* **TRECHO DO DOCUMENTO**
O que a escuta tem a ver com a capacidade de improvisar?

As duas são irmãs siamesas. Se você não escutar, não irá improvisar. É como o professor que prepara a aula, vai com o roteiro, a turma está odiando, mas ele não sai daquilo. Ele está conectado com o que projetou e não com o que está acontecendo. Só escutando você será capaz de mudar o meio sem perder o foco no fim. Aí o escutar volta para um conectar-se consigo. A escuta começa com você. Para improvisar, precisamos estar realmente conectados com o nosso repertório e não com o repertório que gostaríamos de ter.

Os palhaços têm muito a nos ensinar sobre isso…

O palhaço chato é aquele que já chega preenchido, com a piada pronta. O palhaço tem que chegar vazio, para perceber o que está acontecendo, mas inteiro o suficiente para ser capaz de acessar o seu repertório e assim se conectar com o aqui e agora, sem negar a realidade. É isso o que vai possibilitar o improviso. E também a ousadia de arriscar. Você só é capaz de transformar a realidade se aceitar o que está acontecendo. O que, é importante ressaltar, não significa se submeter a ela.

Qual o papel da cooperação na “liga” da comunicação?

A escuta mais profunda e verdadeira requer que transitemos do modo competição para o modo cooperação. Se eu conseguir transitar, conseguirei ser um bom anfitrião, ainda que discorde do outro. Aí já existe cooperação. A gente vive de um jeito em que o outro mal terminou de falar e dizemos: “E vou além. E digo mais. Não é bem assim”. A pessoa nem teve tempo de refletir sobre o que acabou de ouvir e já quer ser melhor do que o outro.

* **INSTRUÇÃO 1**
Edite os registros da linha com "If you could pin the dry" até o fim dos registros, trocando "shrub" por "bush" e mantendo todo o resto igual.

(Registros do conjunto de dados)

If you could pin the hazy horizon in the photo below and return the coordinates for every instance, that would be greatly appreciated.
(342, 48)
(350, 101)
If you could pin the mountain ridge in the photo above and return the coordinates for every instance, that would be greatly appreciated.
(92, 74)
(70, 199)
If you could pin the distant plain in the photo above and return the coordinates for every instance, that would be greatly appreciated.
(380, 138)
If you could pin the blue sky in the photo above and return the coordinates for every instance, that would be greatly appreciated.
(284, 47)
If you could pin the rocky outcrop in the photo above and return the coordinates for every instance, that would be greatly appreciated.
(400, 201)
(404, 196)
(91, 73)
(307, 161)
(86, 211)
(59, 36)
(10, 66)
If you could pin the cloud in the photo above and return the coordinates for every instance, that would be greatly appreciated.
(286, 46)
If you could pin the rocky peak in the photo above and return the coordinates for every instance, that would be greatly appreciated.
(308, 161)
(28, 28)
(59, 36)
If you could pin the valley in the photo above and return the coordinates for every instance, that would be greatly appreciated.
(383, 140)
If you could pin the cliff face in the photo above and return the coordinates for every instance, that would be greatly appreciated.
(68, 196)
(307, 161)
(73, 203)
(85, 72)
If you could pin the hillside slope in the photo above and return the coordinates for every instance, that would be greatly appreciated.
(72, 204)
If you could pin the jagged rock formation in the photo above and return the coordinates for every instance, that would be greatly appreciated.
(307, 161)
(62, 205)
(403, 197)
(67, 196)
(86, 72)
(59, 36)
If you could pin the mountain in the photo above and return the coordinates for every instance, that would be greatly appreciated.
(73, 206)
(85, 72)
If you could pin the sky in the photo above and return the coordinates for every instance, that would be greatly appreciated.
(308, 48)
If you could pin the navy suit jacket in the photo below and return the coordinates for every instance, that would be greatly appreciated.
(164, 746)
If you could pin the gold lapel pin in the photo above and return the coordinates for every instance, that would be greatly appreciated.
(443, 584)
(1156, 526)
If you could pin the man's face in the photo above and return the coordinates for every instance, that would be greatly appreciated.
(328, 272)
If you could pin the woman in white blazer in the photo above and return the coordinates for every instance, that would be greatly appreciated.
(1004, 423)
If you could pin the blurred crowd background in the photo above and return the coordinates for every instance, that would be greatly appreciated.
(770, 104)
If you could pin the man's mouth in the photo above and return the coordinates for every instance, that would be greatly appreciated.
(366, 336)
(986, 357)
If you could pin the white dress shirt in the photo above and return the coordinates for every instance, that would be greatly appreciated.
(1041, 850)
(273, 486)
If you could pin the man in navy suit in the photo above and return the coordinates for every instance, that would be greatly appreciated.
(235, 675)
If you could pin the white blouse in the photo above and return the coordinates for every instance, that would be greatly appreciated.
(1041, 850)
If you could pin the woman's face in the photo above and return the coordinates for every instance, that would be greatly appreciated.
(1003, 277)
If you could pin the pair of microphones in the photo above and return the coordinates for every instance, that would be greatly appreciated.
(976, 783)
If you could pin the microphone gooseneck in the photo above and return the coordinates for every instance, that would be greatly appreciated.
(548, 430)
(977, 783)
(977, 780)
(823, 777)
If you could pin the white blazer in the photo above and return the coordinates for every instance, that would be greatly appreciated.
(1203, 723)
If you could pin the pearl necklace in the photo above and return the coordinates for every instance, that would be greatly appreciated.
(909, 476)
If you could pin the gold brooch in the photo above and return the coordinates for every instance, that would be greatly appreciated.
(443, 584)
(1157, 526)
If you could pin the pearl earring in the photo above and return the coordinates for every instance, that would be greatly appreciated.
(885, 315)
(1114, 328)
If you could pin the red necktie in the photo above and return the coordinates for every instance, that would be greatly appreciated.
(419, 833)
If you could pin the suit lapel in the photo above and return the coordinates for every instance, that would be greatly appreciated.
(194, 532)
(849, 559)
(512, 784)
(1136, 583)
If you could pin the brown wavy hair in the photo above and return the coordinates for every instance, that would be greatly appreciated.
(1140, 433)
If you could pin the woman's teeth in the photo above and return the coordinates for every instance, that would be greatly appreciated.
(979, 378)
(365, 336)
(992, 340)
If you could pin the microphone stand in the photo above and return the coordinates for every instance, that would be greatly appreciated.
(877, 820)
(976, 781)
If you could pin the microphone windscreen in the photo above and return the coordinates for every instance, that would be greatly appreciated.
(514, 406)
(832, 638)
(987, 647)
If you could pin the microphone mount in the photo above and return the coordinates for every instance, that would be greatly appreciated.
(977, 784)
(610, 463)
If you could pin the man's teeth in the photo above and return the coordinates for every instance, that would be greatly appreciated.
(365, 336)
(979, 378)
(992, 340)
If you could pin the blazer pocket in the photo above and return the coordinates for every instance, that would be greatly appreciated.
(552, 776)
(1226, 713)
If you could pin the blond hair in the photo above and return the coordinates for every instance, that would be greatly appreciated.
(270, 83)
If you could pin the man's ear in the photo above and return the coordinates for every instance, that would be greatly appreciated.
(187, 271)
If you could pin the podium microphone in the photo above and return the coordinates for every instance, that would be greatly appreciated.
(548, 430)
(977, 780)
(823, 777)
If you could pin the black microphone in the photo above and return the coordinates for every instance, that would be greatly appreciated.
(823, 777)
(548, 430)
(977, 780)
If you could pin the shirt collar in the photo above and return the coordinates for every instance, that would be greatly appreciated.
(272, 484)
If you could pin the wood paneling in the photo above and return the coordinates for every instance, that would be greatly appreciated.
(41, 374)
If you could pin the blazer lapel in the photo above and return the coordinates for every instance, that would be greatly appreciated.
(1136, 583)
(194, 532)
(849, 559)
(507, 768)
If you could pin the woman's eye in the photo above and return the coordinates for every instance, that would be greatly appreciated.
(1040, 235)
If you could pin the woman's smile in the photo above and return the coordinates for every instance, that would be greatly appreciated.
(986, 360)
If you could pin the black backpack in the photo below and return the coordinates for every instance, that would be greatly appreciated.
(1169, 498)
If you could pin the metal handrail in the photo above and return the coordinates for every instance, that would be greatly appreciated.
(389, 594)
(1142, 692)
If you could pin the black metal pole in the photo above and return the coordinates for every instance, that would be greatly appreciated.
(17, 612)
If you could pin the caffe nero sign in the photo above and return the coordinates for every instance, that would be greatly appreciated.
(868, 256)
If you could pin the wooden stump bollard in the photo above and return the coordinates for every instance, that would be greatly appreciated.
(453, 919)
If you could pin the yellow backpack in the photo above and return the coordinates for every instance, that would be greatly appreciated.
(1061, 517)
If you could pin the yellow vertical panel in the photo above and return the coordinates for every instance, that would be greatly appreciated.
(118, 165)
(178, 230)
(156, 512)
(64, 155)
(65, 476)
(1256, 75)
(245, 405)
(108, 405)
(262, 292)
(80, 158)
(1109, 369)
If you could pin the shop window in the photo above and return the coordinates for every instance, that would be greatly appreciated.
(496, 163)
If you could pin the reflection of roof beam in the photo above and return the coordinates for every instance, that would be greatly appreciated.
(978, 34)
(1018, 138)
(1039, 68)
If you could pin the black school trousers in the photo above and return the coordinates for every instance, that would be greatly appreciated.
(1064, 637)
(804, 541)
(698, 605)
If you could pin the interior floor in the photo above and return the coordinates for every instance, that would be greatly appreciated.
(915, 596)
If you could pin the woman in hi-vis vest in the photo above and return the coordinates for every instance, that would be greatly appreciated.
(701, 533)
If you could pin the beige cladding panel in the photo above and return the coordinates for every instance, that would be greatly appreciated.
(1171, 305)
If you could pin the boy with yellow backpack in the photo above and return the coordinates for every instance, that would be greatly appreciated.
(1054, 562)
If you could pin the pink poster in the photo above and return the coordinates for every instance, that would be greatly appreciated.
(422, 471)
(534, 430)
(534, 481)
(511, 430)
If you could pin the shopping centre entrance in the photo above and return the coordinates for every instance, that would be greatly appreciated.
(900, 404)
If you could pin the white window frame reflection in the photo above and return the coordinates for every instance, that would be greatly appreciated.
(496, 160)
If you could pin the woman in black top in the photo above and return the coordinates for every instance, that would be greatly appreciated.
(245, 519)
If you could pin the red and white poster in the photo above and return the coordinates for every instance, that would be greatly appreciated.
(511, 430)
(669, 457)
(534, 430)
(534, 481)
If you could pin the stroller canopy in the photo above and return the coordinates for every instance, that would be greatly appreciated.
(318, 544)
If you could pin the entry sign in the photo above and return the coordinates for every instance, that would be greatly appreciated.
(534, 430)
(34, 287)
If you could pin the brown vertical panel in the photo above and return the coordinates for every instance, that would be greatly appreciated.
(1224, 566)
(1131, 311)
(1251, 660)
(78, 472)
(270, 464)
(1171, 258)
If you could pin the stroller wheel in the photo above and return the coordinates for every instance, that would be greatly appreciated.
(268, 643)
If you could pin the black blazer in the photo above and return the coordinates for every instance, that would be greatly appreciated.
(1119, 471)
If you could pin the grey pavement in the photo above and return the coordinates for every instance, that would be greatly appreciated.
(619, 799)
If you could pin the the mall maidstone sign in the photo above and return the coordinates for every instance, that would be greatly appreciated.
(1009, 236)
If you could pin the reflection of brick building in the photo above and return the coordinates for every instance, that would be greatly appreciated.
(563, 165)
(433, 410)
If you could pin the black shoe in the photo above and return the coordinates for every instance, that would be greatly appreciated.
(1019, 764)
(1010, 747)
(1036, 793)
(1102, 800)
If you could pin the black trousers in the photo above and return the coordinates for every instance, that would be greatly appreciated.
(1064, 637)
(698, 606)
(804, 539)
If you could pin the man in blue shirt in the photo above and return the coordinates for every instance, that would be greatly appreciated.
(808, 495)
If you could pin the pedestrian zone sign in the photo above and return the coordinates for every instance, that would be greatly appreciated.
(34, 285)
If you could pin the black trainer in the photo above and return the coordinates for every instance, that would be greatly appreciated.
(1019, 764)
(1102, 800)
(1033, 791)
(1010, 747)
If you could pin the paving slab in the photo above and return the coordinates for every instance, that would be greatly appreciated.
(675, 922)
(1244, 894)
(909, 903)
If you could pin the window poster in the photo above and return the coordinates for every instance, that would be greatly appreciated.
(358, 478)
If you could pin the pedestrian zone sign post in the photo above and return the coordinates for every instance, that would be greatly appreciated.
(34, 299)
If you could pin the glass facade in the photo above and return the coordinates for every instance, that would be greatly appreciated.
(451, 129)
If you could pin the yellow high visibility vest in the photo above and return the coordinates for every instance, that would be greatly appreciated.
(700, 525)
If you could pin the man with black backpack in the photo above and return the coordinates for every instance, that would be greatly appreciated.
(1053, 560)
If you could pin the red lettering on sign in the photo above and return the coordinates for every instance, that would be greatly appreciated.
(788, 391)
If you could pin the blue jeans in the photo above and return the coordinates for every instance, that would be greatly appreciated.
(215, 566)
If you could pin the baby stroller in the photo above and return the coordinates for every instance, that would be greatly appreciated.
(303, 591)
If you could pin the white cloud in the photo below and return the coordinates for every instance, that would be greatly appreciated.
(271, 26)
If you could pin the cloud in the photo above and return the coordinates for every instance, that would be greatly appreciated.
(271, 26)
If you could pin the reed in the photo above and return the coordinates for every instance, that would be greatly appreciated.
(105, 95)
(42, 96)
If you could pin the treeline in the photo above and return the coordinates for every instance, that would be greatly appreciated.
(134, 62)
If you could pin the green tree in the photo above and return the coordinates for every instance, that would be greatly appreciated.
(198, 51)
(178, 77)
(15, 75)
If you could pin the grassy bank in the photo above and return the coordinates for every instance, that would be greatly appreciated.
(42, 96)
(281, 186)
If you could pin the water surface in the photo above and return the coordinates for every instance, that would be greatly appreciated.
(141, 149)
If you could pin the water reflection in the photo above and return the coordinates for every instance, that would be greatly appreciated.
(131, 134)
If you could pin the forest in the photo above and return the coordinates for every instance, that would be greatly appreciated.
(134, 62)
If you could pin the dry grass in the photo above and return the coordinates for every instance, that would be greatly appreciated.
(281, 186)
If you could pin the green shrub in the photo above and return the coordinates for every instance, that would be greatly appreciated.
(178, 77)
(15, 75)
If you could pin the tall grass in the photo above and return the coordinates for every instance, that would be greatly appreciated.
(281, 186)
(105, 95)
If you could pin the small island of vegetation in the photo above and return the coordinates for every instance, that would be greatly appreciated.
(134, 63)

* **INSTRUÇÃO 2**
No trecho sobre escuta e improviso, como o palhaço deve chegar?

* **RESPOSTA FINAL 1**
If you could pin the dry grass in the photo above and return the coordinates for every instance, that would be greatly appreciated.
(281, 186)
If you could pin the green bush in the photo above and return the coordinates for every instance, that would be greatly appreciated.
(178, 77)
(15, 75)
If you could pin the tall grass in the photo above and return the coordinates for every instance, that would be greatly appreciated.
(281, 186)
(105, 95)
If you could pin the small island of vegetation in the photo above and return the coordinates for every instance, that would be greatly appreciated.
(134, 63)

* **RESPOSTA FINAL 2**
Vazio, para perceber o que está acontecendo, mas inteiro o suficiente para acessar o seu repertório.